→ Extrait de texte:
:::::

Il fut candidat du Parti socialiste d'Amérique pour les élections présidentielles à cinq reprises.
Sommaire
Les débuts de la popularité
Eugène Debs est né en Terre Haute dans l'Indiana, où il vécut presque toute sa vie. Son père, Jean-Daniel Debs, est un fils de bourgeois de Colmar, en Alsace (France). Il épouse une ouvrière, et ils émigrent aux États-Unis après l’échec de la révolution ouvrière de juin 1848 à Paris. Ses prénoms sont choisis en hommage aux écrivains Victor Hugo et Eugène Sue, sensibles au sort des ouvriers (voir notamment Les Misérables)[1].

:::::

→ Matériel fourni:
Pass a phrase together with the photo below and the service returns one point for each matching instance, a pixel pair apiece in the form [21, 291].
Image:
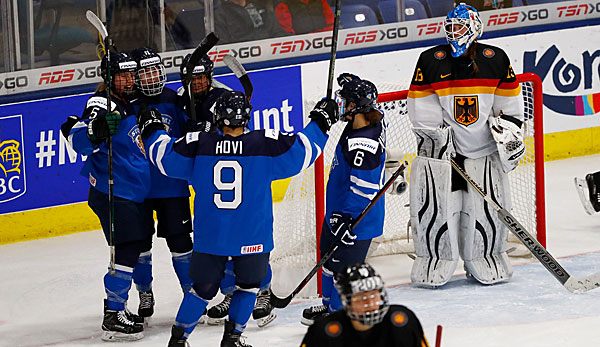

:::::

→ Travail à faire: Renvoyez mot pour mot le passage de l'extrait sur Eugène Debs, en commençant par « Il fut candidat » et en allant jusqu'à « notamment Les Misérables)[1]. ».

→ Réponse:
Il fut candidat du Parti socialiste d'Amérique pour les élections présidentielles à cinq reprises.
Sommaire
Les débuts de la popularité
Eugène Debs est né en Terre Haute dans l'Indiana, où il vécut presque toute sa vie. Son père, Jean-Daniel Debs, est un fils de bourgeois de Colmar, en Alsace (France). Il épouse une ouvrière, et ils émigrent aux États-Unis après l’échec de la révolution ouvrière de juin 1848 à Paris. Ses prénoms sont choisis en hommage aux écrivains Victor Hugo et Eugène Sue, sensibles au sort des ouvriers (voir notamment Les Misérables)[1].